Кто правее? - Леонтьев Константин Николаевич 4 стр.


Во-первых, проповедь христианства, в наше время столь охранительная для обществ, на почве христианской выросших и развившихся, будет разрушительна для стран мусульманских и языческих, буддийских, конфуцианских и т. д.

Христианская проповедь в этих странах может послужить к ниспровержению того векового строя, который основывался на этих разнородных исповеданиях. Для этих стран она революционна.

Во-вторых, проповедь всеобщего христианства революционна еще и потому, что при успехе своем она в значительной мере должна будет усилить общечеловеческое смешение, ослабить еще больше развивающее дифференцирование: приблизить человечество к еще большей против теперешнего однородности; послужить всеобщей ассимиляции жизни на земном шаре.

Стойкости же вечной, прочности незыблемой и всеобщее принятие христианства земному обществу все-таки не доставит.

Так пророчит и само Евангелие. После повсеместной проповеди христовой веры приблизится конец.

Несколько записей
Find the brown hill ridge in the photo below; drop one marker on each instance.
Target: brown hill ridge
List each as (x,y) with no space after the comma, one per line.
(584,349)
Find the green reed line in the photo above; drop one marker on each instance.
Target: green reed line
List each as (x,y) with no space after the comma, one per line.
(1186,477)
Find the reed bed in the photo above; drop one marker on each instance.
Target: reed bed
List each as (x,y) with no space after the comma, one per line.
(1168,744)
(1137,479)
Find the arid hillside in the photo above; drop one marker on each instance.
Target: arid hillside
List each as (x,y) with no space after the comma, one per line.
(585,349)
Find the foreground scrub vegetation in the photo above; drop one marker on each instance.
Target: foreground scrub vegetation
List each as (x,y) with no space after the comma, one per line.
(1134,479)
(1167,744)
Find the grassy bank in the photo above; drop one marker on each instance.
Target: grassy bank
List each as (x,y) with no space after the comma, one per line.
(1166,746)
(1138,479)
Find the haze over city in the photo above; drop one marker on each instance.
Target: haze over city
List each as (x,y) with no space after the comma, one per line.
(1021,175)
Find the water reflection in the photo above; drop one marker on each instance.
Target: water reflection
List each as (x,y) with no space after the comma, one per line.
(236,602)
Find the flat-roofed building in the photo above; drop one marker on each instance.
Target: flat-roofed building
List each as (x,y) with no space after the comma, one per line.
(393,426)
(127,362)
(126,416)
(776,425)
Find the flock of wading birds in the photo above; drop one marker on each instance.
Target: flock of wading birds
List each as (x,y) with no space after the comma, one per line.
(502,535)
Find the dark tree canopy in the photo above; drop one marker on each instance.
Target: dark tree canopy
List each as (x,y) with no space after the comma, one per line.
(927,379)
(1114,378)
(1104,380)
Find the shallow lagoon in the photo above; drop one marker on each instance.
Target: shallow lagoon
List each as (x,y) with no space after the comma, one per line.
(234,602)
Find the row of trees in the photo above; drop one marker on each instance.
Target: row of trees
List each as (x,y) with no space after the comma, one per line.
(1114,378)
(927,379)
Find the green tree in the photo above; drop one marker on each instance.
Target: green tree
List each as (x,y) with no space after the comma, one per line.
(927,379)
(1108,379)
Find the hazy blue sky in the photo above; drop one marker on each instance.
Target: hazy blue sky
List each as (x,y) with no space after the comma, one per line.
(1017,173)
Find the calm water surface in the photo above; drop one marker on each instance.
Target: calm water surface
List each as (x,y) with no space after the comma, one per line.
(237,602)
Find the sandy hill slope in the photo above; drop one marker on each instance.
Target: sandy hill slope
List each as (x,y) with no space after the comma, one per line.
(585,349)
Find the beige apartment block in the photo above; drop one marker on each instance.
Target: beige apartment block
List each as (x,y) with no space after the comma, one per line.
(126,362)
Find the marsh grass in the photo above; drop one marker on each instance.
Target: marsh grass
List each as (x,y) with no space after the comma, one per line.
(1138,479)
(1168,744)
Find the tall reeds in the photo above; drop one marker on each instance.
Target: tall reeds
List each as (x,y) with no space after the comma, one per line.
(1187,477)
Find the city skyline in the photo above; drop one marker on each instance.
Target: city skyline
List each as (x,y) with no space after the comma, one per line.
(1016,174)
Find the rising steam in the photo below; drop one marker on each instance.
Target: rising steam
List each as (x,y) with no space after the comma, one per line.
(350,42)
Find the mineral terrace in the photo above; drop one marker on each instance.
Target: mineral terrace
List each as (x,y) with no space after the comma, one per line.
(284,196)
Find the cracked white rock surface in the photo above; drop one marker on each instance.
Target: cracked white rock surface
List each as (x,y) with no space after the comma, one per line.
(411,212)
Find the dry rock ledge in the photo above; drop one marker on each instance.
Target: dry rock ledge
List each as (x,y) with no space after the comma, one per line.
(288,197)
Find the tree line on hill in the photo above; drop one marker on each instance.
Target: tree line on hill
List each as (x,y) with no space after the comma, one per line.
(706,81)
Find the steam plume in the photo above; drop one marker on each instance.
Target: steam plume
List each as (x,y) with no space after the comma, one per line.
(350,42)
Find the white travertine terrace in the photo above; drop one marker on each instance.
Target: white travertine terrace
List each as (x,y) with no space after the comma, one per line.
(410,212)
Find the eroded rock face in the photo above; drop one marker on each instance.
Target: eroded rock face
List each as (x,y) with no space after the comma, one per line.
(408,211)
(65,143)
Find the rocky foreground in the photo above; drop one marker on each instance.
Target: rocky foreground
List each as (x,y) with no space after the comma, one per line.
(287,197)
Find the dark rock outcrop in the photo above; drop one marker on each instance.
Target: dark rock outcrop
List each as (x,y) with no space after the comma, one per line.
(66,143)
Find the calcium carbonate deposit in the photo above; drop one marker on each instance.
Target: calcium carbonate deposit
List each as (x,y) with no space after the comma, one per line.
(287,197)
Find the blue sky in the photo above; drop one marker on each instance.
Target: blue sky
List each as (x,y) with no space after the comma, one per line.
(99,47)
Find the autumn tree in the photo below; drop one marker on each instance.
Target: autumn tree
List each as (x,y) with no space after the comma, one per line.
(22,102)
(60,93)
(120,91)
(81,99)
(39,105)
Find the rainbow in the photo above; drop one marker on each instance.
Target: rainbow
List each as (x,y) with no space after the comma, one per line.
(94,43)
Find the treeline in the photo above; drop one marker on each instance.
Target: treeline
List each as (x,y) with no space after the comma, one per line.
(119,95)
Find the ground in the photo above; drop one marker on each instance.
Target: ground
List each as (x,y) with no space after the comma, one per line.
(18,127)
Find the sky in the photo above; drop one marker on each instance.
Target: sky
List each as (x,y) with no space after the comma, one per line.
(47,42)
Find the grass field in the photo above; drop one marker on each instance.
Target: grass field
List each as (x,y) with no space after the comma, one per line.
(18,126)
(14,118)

*ЗАДАНИЯ:*
1. Изложите короче абзац текста о проповеди христианства, который начинается словами «Во-вторых, проповедь всеобщего христианства». Сохраните его основные мысли.
2. Верните без изменений отрывок текста о проповеди христианства от слов «Во-первых, проповедь христианства, в» до слов «конфуцианских и т. д.».

*СПИСОК РЕШЕНИЙ:*
1. Проповедь всеобщего христианства революционна и по другой причине. В случае успеха она заметно усилит общечеловеческое смешение и еще больше ослабит развивающее дифференцирование. Она сделает человечество однороднее, чем теперь, и послужит всеобщей ассимиляции жизни на земном шаре.

2.
Во-первых, проповедь христианства, в наше время столь охранительная для обществ, на почве христианской выросших и развившихся, будет разрушительна для стран мусульманских и языческих, буддийских, конфуцианских и т. д.